▸ **Short exercise**
Pull out every line of the data that contains the word "round", matching case exactly.

* start Dataset *

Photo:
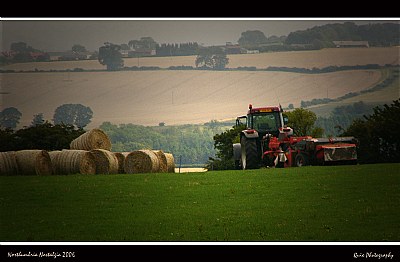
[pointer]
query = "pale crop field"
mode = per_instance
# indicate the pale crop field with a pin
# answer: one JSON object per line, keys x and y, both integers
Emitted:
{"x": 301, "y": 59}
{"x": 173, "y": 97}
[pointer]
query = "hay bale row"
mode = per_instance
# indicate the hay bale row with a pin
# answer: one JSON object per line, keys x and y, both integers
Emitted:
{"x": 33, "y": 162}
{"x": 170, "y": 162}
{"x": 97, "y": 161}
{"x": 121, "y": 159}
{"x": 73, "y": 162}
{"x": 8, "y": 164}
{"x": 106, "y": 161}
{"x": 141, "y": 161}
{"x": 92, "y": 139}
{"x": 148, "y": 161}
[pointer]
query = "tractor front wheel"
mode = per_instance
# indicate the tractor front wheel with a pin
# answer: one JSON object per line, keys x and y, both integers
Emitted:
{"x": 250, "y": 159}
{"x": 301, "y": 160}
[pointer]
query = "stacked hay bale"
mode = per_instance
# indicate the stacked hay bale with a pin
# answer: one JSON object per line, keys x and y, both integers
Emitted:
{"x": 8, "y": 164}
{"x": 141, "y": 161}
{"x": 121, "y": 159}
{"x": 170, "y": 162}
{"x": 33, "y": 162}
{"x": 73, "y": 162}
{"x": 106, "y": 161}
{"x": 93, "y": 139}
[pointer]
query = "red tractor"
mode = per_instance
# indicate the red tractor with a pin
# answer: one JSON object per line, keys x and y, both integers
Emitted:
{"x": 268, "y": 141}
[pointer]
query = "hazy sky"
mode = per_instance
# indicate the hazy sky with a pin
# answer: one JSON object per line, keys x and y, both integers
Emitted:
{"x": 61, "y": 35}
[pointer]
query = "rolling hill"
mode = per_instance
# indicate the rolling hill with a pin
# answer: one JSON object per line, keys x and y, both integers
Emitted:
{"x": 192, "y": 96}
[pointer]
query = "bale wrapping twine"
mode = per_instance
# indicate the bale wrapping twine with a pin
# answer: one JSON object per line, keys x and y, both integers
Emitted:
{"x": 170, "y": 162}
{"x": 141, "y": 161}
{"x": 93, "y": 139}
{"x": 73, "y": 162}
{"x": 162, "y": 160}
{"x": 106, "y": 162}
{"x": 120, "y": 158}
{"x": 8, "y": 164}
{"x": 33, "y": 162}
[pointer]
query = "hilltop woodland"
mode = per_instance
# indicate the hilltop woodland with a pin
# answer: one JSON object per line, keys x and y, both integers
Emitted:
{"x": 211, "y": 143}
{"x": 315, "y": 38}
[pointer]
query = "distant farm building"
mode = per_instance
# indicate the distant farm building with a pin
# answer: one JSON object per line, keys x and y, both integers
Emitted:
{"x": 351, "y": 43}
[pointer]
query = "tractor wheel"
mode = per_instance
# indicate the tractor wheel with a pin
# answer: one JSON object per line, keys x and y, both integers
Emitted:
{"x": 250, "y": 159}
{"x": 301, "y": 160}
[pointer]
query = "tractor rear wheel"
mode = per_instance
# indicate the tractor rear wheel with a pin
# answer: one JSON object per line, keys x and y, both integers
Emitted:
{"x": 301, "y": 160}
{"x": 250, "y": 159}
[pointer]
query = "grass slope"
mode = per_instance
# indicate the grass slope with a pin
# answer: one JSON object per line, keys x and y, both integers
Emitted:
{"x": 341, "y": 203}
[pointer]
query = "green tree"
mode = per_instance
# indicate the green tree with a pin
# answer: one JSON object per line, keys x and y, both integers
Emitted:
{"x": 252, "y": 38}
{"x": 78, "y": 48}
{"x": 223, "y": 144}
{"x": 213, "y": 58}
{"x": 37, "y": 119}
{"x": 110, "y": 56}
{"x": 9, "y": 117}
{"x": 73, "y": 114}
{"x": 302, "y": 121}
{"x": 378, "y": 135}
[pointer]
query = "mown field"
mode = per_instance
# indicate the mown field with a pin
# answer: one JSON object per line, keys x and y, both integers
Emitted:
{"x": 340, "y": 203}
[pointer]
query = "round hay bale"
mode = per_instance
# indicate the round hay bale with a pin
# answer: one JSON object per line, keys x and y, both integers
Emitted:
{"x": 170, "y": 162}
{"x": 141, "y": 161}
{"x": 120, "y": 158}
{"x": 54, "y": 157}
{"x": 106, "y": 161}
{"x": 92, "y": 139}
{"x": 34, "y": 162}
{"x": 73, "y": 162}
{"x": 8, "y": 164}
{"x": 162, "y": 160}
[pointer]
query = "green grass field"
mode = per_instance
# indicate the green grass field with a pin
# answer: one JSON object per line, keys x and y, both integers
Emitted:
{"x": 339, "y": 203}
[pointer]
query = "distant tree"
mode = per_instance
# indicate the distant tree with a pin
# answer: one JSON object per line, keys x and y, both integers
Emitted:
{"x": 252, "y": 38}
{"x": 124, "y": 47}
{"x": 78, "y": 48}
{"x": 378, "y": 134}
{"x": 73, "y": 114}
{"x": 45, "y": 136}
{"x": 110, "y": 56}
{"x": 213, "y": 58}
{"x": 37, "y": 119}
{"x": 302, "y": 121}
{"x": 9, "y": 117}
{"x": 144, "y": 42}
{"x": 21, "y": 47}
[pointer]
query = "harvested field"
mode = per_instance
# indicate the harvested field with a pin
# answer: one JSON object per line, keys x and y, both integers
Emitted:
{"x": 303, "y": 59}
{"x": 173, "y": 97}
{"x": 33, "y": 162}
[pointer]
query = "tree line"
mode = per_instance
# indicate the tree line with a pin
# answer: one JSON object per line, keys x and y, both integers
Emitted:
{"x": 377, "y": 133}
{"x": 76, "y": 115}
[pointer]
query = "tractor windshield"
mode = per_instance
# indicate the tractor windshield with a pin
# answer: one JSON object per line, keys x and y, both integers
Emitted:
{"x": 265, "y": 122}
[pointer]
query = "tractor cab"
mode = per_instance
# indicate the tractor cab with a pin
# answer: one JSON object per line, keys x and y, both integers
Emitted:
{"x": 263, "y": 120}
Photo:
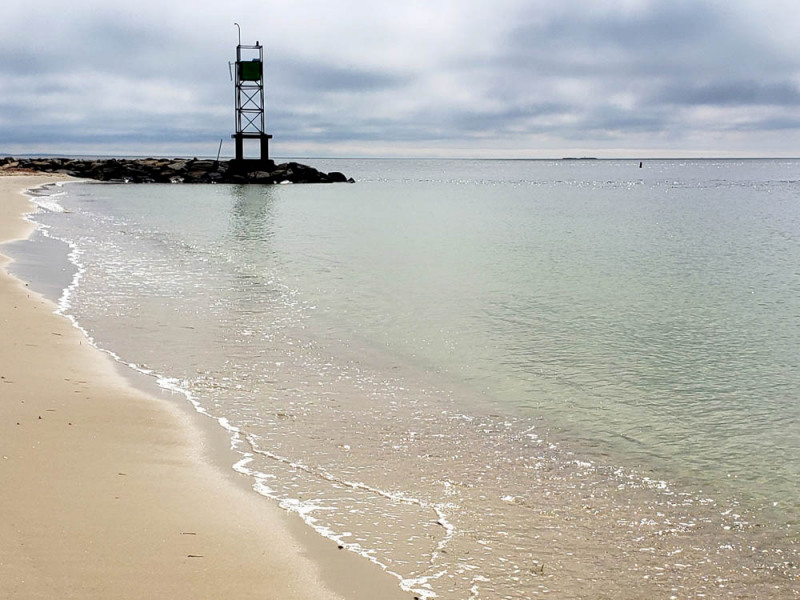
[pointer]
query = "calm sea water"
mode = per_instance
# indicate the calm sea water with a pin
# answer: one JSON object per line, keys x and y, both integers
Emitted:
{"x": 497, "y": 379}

* end Dataset *

▸ **Answer to this task**
query = "round hay bale"
# indicate the round hay bale with a pin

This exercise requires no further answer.